## Text extract
•••••

Our last night we had a fantastic fish dinner on the waterfront of Marmaris and did what the Europeans do so well, people watched. There were two cruise ships in town (most we have ever experienced) and to be honest we were shocked at the type of English we saw. Firstly Turkey is a Muslim country and although Marmaris is a holiday resort I tend to cover up to a degree, not the people we saw. There were guys eating without shirts on and girls in bikini tops. That was not the half of it; the obesity was mind blowing, massive tattoos and piercing on old and young, and some really weird haircuts. We thought the Americans were big, well England is due to have a huge health problem, probably 75% of the people we have seen recently are excessively overweight.
The Turkish on the whole are very healthy, a lot do not drink, most eat mainly vegetables as they cannot afford meat, and as they mainly walk or pedal everywhere they are fit. They also work amazingly long hours and take pride in their profession whatever it is. We have a lot to learn from them.
I have added some photos, more will be coming when I get a stick that Cam is sending to me with their 1,100 photos on it. He became our designated photographer and I got a tad lazy when they were on board. Enjoy and do let us know how you are doing when you get a chance.
Time to update our blog. I planned to do it a couple of weeks ago and the thought was there, but as usual I lost track of time. Writing inspiration is a bit slow too.
Sailing south from Lesvos, through more Greek islands that we had not visited on the way up, was a delight. The winds were perfect normally coming from the NW, and even better often during the afternoon, from the West at an average of 15-25 knots. We found some gorgeous anchorages and enjoyed exploring ashore and sampling Greek food, and wine; which was served in tin jugs a kilo at a time (6 euro) - happy days :) One of our trip highlights was a group of more than 30 dolphins playing around our bow; while we sat on the trampoline enjoying their fun for a good half hour, the most we have probably ever seen at one time. A wonderful experience.

•••••

## Raw records
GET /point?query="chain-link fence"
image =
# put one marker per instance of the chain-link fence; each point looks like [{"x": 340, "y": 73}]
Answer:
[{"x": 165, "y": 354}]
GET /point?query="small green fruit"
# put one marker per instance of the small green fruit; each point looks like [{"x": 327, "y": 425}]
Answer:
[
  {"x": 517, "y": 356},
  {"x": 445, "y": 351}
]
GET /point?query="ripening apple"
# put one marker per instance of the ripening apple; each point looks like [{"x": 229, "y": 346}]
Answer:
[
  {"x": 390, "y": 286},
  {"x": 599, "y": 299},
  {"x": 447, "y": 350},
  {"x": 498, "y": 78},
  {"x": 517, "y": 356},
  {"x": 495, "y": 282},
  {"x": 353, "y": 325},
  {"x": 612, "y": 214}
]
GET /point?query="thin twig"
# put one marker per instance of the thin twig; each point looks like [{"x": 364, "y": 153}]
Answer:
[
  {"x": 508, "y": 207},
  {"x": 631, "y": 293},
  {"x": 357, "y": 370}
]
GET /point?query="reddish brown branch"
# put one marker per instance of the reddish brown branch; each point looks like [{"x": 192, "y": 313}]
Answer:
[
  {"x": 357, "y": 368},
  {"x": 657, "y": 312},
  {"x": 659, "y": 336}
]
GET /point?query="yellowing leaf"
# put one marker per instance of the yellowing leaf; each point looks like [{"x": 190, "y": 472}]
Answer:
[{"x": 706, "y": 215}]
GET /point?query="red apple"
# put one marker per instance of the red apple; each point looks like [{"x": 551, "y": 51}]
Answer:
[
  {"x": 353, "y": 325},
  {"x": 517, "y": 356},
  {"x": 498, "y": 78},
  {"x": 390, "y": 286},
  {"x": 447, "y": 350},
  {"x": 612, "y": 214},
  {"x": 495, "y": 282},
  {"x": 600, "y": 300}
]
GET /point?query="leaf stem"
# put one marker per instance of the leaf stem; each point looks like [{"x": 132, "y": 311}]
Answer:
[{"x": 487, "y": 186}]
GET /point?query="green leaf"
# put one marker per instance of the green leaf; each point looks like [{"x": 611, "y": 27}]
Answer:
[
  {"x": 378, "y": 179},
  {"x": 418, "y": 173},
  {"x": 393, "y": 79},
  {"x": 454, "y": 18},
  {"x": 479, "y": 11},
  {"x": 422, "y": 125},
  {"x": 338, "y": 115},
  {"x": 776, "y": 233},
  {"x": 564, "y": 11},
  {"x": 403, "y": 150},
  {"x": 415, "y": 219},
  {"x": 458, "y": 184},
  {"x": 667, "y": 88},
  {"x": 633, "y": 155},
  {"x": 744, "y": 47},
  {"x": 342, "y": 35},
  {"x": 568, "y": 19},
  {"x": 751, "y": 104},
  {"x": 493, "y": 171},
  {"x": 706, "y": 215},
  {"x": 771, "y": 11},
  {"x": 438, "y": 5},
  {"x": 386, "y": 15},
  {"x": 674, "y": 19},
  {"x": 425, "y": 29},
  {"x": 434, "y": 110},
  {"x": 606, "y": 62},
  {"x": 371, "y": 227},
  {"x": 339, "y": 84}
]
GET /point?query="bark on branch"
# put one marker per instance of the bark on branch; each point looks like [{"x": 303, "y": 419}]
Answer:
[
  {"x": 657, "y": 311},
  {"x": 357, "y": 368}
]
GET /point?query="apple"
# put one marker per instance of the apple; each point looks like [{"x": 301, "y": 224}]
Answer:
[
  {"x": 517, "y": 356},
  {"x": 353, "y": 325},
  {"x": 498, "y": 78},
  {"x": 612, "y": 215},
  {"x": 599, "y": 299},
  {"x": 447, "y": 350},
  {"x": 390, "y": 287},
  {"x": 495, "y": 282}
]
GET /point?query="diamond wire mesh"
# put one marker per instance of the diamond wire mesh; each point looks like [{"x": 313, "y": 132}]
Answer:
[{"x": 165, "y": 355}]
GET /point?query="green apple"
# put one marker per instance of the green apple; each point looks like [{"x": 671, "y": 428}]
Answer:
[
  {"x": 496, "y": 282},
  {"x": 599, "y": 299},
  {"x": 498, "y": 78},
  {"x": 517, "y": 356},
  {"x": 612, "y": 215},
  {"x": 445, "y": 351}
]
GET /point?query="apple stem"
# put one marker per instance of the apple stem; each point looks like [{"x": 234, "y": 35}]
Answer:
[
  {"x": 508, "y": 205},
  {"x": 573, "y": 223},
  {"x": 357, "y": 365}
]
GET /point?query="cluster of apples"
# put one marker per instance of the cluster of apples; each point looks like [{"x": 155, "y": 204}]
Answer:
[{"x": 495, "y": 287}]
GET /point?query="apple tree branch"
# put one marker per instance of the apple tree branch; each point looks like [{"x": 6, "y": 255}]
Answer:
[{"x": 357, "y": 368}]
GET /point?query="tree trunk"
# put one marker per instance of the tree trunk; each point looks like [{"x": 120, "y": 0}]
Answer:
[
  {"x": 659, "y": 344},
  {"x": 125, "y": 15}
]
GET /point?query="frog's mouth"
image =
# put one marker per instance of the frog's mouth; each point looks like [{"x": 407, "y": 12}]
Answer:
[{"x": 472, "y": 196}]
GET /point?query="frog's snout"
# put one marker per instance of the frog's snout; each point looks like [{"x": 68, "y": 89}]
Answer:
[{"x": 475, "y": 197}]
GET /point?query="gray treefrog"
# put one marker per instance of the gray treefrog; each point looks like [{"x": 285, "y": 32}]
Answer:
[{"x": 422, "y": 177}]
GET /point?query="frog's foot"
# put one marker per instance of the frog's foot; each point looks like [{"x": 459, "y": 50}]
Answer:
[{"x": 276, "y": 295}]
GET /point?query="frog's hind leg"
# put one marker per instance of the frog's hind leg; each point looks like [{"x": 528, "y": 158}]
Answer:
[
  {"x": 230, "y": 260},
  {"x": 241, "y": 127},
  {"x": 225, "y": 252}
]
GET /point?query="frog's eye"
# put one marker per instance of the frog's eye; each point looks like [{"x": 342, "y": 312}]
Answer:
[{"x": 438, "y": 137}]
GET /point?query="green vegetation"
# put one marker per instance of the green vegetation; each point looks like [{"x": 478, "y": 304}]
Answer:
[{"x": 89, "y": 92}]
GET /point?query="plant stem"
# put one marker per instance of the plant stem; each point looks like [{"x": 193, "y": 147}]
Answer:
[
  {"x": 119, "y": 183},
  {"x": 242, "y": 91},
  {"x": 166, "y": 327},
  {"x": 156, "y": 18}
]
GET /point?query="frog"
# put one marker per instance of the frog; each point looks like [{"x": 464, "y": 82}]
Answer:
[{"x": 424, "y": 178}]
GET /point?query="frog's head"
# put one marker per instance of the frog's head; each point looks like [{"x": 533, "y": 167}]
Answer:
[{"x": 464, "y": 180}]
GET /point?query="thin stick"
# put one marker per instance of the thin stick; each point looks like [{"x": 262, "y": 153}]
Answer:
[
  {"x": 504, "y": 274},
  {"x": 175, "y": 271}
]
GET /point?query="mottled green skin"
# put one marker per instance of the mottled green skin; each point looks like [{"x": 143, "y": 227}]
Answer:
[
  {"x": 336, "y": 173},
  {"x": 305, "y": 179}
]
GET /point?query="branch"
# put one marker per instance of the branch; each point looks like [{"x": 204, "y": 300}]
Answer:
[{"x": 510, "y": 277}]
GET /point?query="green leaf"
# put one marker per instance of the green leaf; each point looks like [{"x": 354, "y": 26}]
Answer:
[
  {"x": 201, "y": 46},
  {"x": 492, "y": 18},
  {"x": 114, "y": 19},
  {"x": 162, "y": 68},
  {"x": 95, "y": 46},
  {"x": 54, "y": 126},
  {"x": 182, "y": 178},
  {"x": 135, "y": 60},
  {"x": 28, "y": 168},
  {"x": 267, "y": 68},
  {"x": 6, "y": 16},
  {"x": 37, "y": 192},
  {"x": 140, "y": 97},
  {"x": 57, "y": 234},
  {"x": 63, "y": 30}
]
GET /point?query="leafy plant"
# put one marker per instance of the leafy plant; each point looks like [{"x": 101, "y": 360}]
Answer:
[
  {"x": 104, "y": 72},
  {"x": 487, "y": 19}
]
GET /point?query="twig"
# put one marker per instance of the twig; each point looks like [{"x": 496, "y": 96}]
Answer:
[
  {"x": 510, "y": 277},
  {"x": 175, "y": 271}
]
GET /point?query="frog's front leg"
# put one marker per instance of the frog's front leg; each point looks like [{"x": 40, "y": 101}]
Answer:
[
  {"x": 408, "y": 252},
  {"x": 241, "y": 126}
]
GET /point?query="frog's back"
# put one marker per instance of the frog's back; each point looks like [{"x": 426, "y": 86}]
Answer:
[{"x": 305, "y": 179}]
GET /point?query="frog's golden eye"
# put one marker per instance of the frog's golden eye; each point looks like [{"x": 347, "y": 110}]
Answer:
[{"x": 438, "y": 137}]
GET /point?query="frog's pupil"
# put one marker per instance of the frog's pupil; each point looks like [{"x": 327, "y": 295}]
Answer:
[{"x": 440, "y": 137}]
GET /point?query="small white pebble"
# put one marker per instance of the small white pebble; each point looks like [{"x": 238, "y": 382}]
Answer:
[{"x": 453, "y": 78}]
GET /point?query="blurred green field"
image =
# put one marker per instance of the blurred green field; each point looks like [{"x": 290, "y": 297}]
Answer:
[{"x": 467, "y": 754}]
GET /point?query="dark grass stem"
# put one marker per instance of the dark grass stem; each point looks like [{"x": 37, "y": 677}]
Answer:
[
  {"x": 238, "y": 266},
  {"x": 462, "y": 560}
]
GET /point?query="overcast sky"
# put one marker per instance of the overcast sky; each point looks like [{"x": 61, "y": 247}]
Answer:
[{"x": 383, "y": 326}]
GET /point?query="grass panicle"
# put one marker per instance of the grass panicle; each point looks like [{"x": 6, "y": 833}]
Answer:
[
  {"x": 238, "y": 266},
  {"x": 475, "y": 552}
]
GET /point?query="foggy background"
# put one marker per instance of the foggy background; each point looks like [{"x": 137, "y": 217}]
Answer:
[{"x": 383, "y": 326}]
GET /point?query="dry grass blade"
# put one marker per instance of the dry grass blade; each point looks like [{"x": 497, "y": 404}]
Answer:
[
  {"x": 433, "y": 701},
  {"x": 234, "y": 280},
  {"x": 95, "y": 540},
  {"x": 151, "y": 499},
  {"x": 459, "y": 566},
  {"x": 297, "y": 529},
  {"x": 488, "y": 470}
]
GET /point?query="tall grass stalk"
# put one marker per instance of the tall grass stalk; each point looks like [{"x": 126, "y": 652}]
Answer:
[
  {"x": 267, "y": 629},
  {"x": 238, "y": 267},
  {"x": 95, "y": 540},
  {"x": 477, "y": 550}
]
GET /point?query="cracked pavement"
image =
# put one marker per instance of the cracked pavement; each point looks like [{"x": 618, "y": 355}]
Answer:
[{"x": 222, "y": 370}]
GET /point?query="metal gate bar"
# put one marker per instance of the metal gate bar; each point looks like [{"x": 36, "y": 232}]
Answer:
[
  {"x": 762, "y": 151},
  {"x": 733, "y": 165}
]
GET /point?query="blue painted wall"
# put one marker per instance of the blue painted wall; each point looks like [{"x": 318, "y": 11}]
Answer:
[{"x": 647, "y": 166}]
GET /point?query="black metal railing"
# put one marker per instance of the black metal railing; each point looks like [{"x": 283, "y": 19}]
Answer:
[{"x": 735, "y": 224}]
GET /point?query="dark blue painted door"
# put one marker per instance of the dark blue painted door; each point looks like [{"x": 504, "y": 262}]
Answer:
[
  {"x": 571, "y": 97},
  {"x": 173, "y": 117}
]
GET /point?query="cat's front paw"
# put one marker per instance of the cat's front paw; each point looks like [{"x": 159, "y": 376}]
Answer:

•••••

## Directives
**A)** Decide whether each statement agrees with the sailing blog, answering yes or no and quoting the words that settle it: (i) the dolphins stayed around the bow for about half an hour; (ii) the wine came in glass bottles; (iii) the winds usually blew from the NE.
**B)** According to the sailing blog, how many photos are on the stick that Cam is sending?
The data have no connection to the sailing blog.

## Answers to the exercise
**A)**
(i) Yes: "enjoying their fun for a good half hour"
(ii) No: "which was served in tin jugs a kilo at a time (6 euro)"
(iii) No: "normally coming from the NW"

**B)** 1,100 photos.